__Stated exercise__. Edit the material below by replacing "Tag every instance with a single point" with "Mark each occurrence with one point" throughout, and leave every other line unchanged. Omit the pictures from your answer.

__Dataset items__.
###
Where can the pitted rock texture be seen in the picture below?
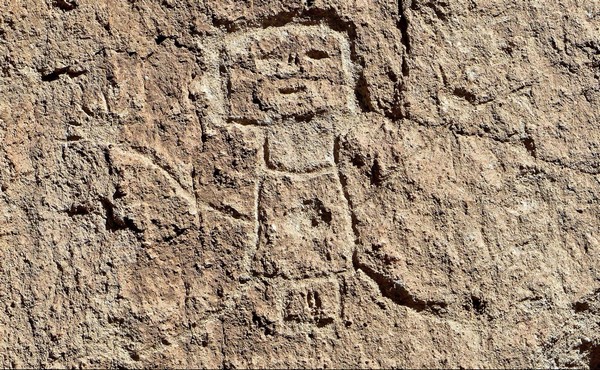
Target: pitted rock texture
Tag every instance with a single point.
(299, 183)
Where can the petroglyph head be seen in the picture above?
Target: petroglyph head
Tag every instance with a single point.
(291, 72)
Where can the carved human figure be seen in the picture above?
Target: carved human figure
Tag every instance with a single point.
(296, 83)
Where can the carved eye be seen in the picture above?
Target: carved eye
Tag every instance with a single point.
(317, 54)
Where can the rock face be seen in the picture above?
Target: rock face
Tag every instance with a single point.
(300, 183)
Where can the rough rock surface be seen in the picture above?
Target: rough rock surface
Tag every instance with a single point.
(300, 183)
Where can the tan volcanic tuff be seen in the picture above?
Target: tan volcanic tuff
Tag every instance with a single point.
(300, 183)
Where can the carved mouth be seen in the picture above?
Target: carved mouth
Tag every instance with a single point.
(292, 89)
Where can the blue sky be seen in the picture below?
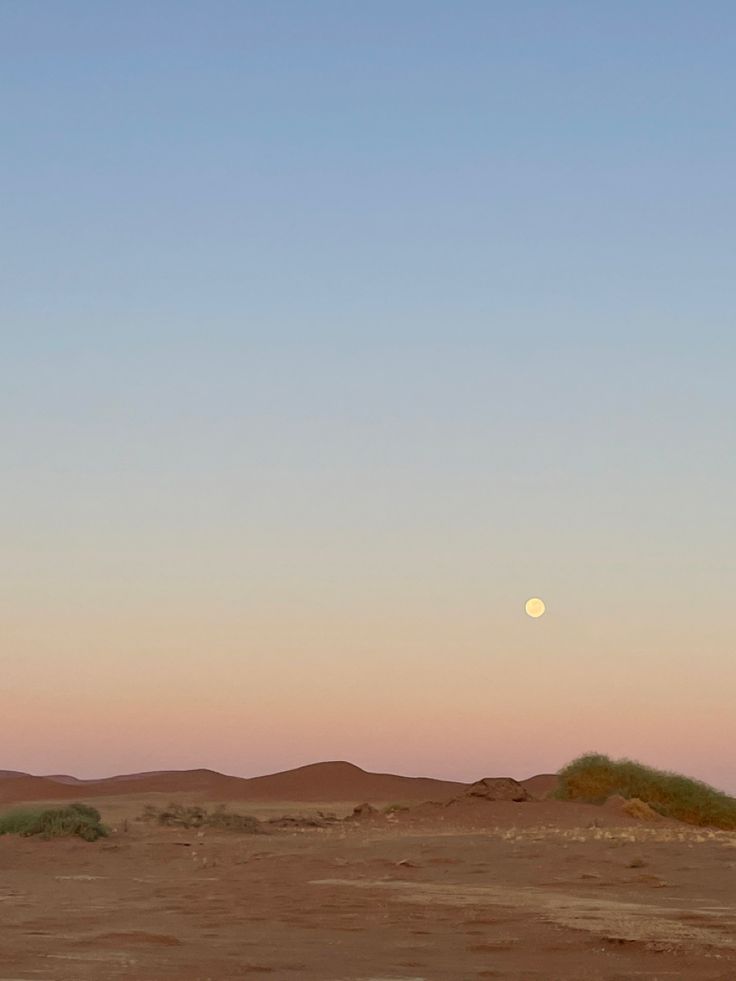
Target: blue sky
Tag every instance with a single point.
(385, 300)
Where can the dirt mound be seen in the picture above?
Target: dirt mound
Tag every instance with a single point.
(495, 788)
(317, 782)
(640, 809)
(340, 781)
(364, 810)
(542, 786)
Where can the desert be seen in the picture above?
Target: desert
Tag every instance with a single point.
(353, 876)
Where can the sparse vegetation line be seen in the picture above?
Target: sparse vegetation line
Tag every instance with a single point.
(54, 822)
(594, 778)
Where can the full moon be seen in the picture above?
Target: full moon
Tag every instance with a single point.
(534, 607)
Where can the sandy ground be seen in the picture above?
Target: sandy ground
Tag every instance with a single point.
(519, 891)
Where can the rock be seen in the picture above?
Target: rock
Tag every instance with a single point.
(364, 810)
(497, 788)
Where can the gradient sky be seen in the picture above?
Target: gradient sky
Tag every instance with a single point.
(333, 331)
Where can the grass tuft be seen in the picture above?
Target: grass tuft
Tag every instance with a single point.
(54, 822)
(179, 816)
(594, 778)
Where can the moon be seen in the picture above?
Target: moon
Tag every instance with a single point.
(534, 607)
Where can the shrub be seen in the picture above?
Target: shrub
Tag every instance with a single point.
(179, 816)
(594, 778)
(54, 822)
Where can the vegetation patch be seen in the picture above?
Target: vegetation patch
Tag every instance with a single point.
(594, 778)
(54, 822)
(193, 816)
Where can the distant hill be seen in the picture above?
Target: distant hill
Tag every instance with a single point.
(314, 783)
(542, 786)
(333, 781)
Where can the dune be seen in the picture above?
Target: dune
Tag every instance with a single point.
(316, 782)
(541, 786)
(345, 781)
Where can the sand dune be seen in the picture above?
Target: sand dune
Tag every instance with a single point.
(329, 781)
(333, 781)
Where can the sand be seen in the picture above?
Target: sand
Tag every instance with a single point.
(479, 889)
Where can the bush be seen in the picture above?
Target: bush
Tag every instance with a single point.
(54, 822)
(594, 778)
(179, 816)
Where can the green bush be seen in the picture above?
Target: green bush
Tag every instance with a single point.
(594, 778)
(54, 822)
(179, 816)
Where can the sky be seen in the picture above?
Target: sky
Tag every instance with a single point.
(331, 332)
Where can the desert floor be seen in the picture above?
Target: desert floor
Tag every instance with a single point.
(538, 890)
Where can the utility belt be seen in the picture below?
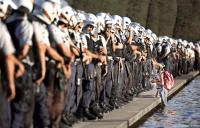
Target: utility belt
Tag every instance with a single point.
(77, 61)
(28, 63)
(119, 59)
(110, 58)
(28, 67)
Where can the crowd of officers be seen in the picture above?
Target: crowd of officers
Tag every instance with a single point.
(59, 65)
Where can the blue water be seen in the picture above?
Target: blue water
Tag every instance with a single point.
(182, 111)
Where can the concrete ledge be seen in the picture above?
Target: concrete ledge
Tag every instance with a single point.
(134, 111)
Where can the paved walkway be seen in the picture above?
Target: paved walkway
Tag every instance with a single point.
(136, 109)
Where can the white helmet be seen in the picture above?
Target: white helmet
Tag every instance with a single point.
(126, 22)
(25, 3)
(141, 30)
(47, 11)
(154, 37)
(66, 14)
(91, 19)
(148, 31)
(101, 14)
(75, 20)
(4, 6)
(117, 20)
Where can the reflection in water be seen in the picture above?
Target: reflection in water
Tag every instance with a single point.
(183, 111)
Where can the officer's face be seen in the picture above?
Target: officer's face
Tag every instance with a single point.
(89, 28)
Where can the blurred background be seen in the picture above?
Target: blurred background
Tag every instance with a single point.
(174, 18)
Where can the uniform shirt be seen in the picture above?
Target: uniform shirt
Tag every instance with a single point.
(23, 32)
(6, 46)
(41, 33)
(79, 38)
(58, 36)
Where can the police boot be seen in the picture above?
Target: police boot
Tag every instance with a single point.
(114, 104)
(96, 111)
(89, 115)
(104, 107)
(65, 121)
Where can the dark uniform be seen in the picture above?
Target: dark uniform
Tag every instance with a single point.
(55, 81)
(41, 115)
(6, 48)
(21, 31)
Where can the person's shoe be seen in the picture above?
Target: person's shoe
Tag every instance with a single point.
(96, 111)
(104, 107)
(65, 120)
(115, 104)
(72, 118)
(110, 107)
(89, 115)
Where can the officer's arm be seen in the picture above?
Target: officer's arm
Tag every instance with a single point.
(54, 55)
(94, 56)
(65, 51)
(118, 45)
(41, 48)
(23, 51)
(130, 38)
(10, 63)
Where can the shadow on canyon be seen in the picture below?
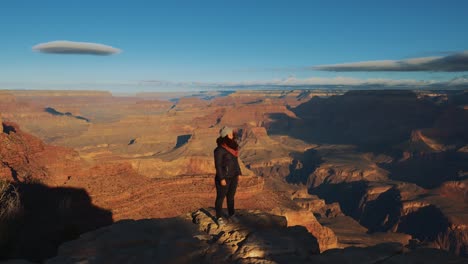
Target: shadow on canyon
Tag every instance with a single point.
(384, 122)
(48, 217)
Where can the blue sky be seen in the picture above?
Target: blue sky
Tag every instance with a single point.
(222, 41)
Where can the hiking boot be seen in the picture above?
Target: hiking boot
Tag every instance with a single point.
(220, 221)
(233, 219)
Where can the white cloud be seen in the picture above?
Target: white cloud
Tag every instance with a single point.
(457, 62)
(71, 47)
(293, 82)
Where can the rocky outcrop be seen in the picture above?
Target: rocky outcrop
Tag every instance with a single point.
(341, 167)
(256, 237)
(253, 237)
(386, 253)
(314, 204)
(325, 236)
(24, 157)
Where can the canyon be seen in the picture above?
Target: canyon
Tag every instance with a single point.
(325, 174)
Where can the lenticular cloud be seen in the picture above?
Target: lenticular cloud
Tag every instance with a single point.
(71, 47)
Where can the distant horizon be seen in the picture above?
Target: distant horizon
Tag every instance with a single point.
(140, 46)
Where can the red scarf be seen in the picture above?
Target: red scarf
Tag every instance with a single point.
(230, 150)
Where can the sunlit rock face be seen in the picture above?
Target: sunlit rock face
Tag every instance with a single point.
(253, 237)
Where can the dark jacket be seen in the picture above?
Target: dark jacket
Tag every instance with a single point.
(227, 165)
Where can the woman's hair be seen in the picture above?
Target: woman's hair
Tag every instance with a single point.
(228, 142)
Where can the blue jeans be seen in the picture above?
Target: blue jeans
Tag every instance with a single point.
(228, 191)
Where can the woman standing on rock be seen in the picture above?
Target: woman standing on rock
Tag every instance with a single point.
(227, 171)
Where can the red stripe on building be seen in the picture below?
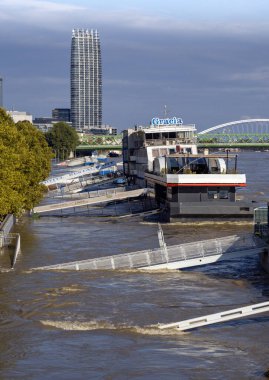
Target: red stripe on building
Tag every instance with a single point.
###
__Task output__.
Where can the pitted rock texture be seen in the picture below?
Target: pitted rock texture
Mark each occurrence with one point.
(299, 183)
Where can the petroglyph head be seen in the picture above?
Target: petroglyph head
Mark each occurrence with one point.
(291, 72)
Where can the carved human figure be seen in the picture above?
Target: carved human figure
Mark each occurrence with one point.
(296, 83)
Where can the carved eye be seen in the picture above?
Target: carved eye
Mark each occurrence with one point.
(317, 54)
Where can the rock face be seen in the picture above?
Target: rock face
Mark each occurrence with one point.
(300, 183)
Where can the rough rock surface be seen in the picture above?
Target: rough rock surface
Mark each occurrence with one point.
(300, 183)
Where can the tan volcanic tuff be seen in the picture above?
Target: tan volcanic tuff
Mark each occurrence with one point.
(300, 183)
Where can the carved mouth be seen in the picture above?
Target: carved mouth
Mark each occurrence with one point.
(292, 89)
Where can the blue sky be seen in the picture below?
Target: blue sky
Mark each occurrence with one point.
(385, 300)
Where can the dirt mound be seen in the picture above?
Target: dirt mound
Mark each occurrence with one point.
(495, 788)
(317, 782)
(640, 809)
(340, 781)
(364, 810)
(542, 786)
Where can the desert be seen in the picture above?
Target: desert
Mark each occurrence with one point.
(353, 876)
Where can the sparse vegetation line be seen in the picture above?
Target: sparse vegetation line
Mark each occurrence with one point.
(54, 822)
(594, 778)
Where can the full moon be seen in the picture above?
Target: full moon
Mark each occurrence with one point.
(534, 607)
Where can the sandy ground be seen in the picture above?
Target: sandy ground
Mark each occurrence with one point.
(519, 891)
Where can the rock be seen in the picture above?
Target: rock
Mark each occurrence with one point.
(364, 810)
(497, 788)
Where can the gradient sky be seen in the picture above?
Target: gradient sky
Mark each occurrence with one point.
(333, 331)
Where can the grass tuft be seen in the picture above?
Target: grass tuft
Mark each occurrence with one point.
(54, 822)
(179, 816)
(594, 778)
Where can the moon be seen in the picture above?
Target: moon
Mark each occurrence with one point.
(534, 607)
Where can the shrub be seen in the picture above?
Target: shrub
Mark each occurrence with one point.
(179, 816)
(594, 778)
(54, 822)
Where can the vegetation patch be seen in the picture above?
Target: vegetation patch
Mark each occurrence with one point.
(594, 778)
(54, 822)
(193, 816)
Where can the distant hill be seen in the picture above?
Target: distant hill
Mark each occurrence with one point.
(314, 783)
(542, 786)
(333, 781)
Where can the dune be seen in the picture above?
Target: dune
Mark each occurrence with one point.
(316, 782)
(541, 786)
(345, 781)
Where can the sand dune be seen in the picture above?
Target: sand dune
Mark each occurrence with one point.
(329, 781)
(333, 781)
Where can the sand be seen in the picture above?
Target: sand
Mark each occurrence with one point.
(479, 889)
Where can the bush be seen in the picture above?
Target: bush
Mark each occurrence with one point.
(54, 822)
(594, 778)
(179, 816)
Where can the green bush be seen in the picture above?
Target: green bush
Mark each occurrence with one point.
(594, 778)
(54, 822)
(179, 816)
Where can the sky be seen in the picture above?
Target: sky
Mark each occurrence with one point.
(331, 332)
Where can the desert floor be seen in the picture above?
Target: desert floor
Mark each occurrence with one point.
(538, 890)
Where can the utility belt be seen in the picture below?
Target: utility belt
Mark each occurrence with one point.
(77, 61)
(28, 63)
(119, 59)
(110, 58)
(28, 67)
Where can the crowd of officers be seen in the picture above?
Target: crowd of officers
Mark each occurrence with one point.
(59, 65)
Where can the blue water be seen in the picture above?
Target: blue water
Mark each occurrence with one point.
(182, 111)
Where can the concrete ledge be seen in the picture above?
Target: concrete ledge
Mark each occurrence with one point.
(134, 111)
Where can the paved walkway be seen in the picture above?
Target: paved walkway
Mark each occurrence with one point.
(136, 109)
Where can the white helmet be seen in the picture above?
Target: white helmet
Mark each occurrence with one point.
(126, 22)
(25, 3)
(141, 30)
(47, 11)
(154, 37)
(66, 14)
(91, 19)
(148, 31)
(101, 14)
(75, 20)
(4, 6)
(117, 20)
Where can the reflection in water be seen in the picture above?
Target: reflection in water
Mark each occurrence with one point.
(183, 111)
Where can the officer's face be seen in the picture above?
Target: officer's face
Mark each occurrence with one point.
(89, 28)
Where can the blurred background be seen in the picture above?
Target: blurred background
Mark each occurrence with one point.
(174, 18)
Where can the uniform shirt be seen in the picture above?
Target: uniform shirt
Mark each occurrence with one point.
(23, 32)
(6, 46)
(41, 33)
(79, 38)
(58, 36)
Where can the police boot be seen in the picture above?
Target: police boot
Mark each occurrence with one point.
(114, 104)
(96, 111)
(89, 115)
(104, 107)
(65, 121)
Where can the dark uniform be seen in the picture above?
Target: dark uniform
Mark each occurrence with one point.
(55, 81)
(41, 115)
(6, 48)
(21, 31)
Where can the person's shoe be seen in the picture above?
Target: person's shoe
Mark each occurrence with one point.
(96, 111)
(104, 107)
(65, 120)
(115, 104)
(72, 118)
(110, 107)
(89, 115)
Where can the officer's arm be seen in the picture above?
Target: officer's arm
Mark each occurrence with one point.
(54, 55)
(94, 56)
(65, 51)
(118, 45)
(41, 48)
(23, 51)
(130, 38)
(10, 63)
Where can the shadow on canyon be seen in the picture below?
Target: shadow on canyon
Mark each occurrence with one point.
(384, 122)
(48, 217)
Where can the blue sky be seen in the picture above?
Target: blue sky
Mark each occurrence with one point.
(222, 41)
Where can the hiking boot be seen in the picture above?
Target: hiking boot
Mark each occurrence with one point.
(220, 221)
(233, 219)
Where can the white cloud be seen in the picture above?
Target: white cloud
Mark each occurrence with one point.
(457, 62)
(71, 47)
(293, 82)
Where can the rocky outcrop be seen in the picture above?
Target: rocky outcrop
Mark each occurrence with one point.
(341, 167)
(256, 237)
(253, 237)
(386, 253)
(314, 204)
(325, 236)
(24, 157)
Where can the canyon be seen in the picture above?
Target: canyon
Mark each occurrence with one point.
(325, 174)
Where can the lenticular cloud be seen in the picture above?
Target: lenticular cloud
Mark each occurrence with one point.
(71, 47)
Where can the distant horizon be seen in the picture above?
Target: distant horizon
Mark each occurrence with one point.
(140, 46)
Where can the red scarf be seen in the picture above?
Target: red scarf
Mark each occurrence with one point.
(230, 150)
Where can the sunlit rock face be seen in the picture above?
Target: sunlit rock face
Mark each occurrence with one point.
(253, 237)
Where can the dark jacket be seen in the picture above?
Target: dark jacket
Mark each occurrence with one point.
(227, 165)
Where can the woman's hair be seen in the picture above?
Target: woman's hair
Mark each occurrence with one point.
(228, 142)
Where can the blue jeans be seen in the picture above?
Target: blue jeans
Mark each occurrence with one point.
(228, 191)
Where can the woman standing on rock be seen in the picture above?
Target: woman standing on rock
Mark each occurrence with one point.
(227, 171)
Where can the red stripe on building be seen in the picture below?
Target: red stripe on building
Mark each occurrence with one point.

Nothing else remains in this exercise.